*** Opening of TEXT BLOCK ***

Brace for the tipping point

Climate ‘Tipping Points’ May Arrive Without Warning, Says Top Forecaster

From a UC Davis press release

Caltrans is already mobilizing for this threat.

A new University of California, Davis, study by a top ecological forecaster says it is harder than experts thought to predict when sudden shifts in Earth’s natural systems will occur — a worrisome finding for scientists trying to identify the tipping points that could push climate change into an irreparable global disaster.

“Many scientists are looking for the warning signs that herald sudden changes in natural systems, in hopes of forestalling those changes, or improving our preparations for them,” said UC Davis theoretical ecologist Alan Hastings. “Our new study found, unfortunately, that regime shifts with potentially large consequences can happen without warning — systems can ‘tip’ precipitously.

“This means that some effects of global climate change on ecosystems can be seen only once the effects are dramatic. By that point returning the system to a desirable state will be difficult, if not impossible.”

The current study focuses on models from ecology, but its findings may be applicable to other complex systems, especially ones involving human dynamics such as harvesting of fish stocks or financial markets.

Hastings, a professor in the UC Davis Department of Environmental Science and Policy, is one of the world’s top experts in using mathematical models (sets of equations) to understand natural systems. His current studies range from researching the dynamics of salmon and cod populations to modeling plant and animal species’ response to global climate change.

In 2006, Hastings received the Robert H. MacArthur Award, the highest honor given by the Ecological Society of America.

Hastings’ collaborator and co-author on the new study, Derin Wysham, was previously a postdoctoral scholar at UC Davis and is now a research scientist in the Department of Computational and Systems Biology at the John Innes Center in Norwich, England.

*** Close of TEXT BLOCK ***

* WORK ORDER *
Reproduce verbatim the portion of the tipping-point press release that begins at "Hastings, a professor" and ends with "global climate change.".

*** Opening of EXERCISE DATA ***

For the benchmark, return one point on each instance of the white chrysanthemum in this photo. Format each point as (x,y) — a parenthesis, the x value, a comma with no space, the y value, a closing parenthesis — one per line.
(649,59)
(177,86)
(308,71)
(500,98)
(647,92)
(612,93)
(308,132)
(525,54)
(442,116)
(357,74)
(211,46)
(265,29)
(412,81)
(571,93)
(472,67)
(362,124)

*** Close of EXERCISE DATA ***

* REPLY *
Hastings, a professor in the UC Davis Department of Environmental Science and Policy, is one of the world’s top experts in using mathematical models (sets of equations) to understand natural systems. His current studies range from researching the dynamics of salmon and cod populations to modeling plant and animal species’ response to global climate change.